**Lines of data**
** begin **

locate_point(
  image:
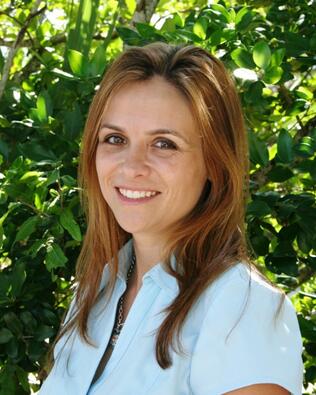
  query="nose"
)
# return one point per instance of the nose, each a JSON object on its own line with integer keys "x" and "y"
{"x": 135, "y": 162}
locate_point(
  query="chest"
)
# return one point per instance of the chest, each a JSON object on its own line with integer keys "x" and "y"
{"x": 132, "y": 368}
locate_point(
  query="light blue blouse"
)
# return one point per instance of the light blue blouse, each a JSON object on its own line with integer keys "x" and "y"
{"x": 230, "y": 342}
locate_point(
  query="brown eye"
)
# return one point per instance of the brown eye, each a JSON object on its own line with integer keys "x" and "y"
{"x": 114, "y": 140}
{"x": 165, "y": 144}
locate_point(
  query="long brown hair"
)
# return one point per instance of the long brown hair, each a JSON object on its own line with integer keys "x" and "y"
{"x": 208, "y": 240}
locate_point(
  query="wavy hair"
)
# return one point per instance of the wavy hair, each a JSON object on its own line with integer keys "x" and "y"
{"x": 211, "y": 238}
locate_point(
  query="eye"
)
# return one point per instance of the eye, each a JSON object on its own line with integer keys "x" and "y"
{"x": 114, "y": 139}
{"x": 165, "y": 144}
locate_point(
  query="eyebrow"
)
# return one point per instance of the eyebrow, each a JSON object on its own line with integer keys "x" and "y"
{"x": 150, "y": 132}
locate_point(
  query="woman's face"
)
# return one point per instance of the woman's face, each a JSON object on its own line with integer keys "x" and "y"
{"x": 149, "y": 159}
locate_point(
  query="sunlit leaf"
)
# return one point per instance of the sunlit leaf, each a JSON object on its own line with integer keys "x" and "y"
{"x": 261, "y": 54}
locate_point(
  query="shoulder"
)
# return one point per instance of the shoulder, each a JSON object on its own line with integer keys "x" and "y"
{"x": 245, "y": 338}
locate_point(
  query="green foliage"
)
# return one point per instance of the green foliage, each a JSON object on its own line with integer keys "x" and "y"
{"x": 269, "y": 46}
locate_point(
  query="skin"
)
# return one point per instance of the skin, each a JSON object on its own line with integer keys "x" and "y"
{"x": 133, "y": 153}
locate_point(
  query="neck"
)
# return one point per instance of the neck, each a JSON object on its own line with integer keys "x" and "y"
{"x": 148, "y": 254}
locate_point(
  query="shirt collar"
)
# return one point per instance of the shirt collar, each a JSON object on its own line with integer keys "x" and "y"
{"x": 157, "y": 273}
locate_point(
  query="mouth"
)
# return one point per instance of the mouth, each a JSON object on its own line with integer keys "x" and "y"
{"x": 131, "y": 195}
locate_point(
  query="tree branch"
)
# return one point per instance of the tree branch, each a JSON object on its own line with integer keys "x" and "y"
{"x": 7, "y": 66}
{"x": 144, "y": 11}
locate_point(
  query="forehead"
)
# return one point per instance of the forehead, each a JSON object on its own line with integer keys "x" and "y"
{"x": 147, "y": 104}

** end **
** begin **

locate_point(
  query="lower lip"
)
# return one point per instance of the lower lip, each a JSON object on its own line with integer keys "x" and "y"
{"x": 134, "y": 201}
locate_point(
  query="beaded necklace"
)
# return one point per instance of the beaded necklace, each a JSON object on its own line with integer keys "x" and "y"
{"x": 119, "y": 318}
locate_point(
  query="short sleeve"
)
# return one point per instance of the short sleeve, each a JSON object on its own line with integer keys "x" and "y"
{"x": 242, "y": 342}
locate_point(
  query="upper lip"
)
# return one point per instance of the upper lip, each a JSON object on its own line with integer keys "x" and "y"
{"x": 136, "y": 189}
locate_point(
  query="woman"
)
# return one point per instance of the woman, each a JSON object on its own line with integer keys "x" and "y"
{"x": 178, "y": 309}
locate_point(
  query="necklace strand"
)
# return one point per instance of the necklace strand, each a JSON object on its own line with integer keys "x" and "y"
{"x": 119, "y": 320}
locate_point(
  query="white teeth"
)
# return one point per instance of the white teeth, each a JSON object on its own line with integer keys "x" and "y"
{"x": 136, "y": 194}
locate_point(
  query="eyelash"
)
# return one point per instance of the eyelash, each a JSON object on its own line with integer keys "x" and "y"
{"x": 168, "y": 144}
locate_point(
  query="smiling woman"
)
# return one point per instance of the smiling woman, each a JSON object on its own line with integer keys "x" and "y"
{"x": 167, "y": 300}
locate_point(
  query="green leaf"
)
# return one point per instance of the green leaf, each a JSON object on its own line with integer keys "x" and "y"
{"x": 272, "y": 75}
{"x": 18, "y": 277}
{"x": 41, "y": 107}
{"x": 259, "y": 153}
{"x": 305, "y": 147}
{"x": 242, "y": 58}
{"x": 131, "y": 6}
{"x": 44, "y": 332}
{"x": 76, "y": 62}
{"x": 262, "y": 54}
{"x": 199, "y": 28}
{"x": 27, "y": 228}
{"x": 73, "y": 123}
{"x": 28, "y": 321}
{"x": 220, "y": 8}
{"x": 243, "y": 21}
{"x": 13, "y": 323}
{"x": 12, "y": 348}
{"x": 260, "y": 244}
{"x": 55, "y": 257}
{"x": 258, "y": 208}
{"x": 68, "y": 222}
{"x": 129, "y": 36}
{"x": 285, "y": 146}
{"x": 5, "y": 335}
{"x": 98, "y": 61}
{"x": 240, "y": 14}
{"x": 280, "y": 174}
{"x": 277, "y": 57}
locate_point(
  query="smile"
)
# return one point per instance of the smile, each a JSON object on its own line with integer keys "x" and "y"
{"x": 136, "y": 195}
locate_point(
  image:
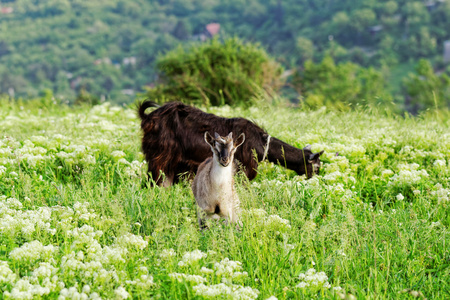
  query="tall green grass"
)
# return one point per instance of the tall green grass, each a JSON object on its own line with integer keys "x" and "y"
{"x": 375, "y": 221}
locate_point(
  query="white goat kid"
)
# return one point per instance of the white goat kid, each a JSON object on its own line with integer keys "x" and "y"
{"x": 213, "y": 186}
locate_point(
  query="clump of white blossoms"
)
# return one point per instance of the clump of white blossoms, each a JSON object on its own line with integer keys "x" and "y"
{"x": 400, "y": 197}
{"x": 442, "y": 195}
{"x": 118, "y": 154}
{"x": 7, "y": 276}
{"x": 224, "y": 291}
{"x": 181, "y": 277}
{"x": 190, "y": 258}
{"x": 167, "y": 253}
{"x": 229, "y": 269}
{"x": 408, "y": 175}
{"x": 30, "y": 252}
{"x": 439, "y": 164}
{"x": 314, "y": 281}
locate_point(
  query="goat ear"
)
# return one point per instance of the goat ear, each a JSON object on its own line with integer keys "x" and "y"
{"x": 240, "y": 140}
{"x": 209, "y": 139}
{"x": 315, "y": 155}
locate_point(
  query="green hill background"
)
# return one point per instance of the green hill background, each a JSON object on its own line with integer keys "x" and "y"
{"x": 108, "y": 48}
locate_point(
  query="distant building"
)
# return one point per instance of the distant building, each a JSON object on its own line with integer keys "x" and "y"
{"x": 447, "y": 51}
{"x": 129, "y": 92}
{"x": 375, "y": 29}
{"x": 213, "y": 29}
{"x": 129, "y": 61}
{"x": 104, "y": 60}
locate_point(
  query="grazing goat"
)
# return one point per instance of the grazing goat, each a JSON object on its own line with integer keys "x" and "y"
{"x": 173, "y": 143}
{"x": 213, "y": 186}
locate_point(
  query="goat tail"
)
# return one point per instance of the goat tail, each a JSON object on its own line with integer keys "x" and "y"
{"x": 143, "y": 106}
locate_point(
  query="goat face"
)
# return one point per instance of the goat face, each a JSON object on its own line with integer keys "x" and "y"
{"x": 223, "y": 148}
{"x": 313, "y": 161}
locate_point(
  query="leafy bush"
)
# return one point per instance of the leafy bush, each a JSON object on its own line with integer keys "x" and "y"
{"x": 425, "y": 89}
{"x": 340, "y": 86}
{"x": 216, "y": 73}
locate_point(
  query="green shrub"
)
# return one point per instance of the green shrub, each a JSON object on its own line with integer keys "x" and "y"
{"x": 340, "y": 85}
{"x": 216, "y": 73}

** end **
** begin **

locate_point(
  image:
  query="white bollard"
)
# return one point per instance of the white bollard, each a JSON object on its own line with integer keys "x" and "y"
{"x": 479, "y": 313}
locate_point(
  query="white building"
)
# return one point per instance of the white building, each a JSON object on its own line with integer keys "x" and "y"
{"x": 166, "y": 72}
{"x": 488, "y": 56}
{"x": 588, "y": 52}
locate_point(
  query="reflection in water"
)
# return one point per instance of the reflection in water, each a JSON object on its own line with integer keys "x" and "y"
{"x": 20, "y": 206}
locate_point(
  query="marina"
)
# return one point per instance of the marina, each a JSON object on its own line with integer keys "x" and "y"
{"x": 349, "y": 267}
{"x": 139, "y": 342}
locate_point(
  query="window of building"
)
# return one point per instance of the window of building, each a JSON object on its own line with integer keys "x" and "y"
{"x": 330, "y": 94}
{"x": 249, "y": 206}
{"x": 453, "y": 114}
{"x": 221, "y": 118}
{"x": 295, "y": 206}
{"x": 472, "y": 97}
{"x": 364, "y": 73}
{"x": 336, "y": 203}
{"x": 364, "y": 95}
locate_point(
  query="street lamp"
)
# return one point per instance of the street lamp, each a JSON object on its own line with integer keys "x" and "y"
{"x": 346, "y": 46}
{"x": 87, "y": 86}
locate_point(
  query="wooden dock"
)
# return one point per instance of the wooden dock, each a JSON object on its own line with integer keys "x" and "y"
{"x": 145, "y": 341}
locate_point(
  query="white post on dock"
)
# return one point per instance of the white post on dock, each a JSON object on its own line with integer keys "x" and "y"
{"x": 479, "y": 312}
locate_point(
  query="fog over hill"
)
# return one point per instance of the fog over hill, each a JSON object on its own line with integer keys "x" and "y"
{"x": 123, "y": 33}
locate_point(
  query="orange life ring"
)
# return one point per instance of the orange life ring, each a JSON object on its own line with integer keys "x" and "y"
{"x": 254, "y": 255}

** end **

**Your goal**
Return each line in the records above that contains the word "hair".

**Completed task**
  query="long brown hair"
# return one point per instance of the long brown hair, each a JSON object on its own line with integer keys "x" and "y"
  query="wavy hair"
# return one point per instance of the wavy hair, each a JSON object on its own line with integer keys "x" and "y"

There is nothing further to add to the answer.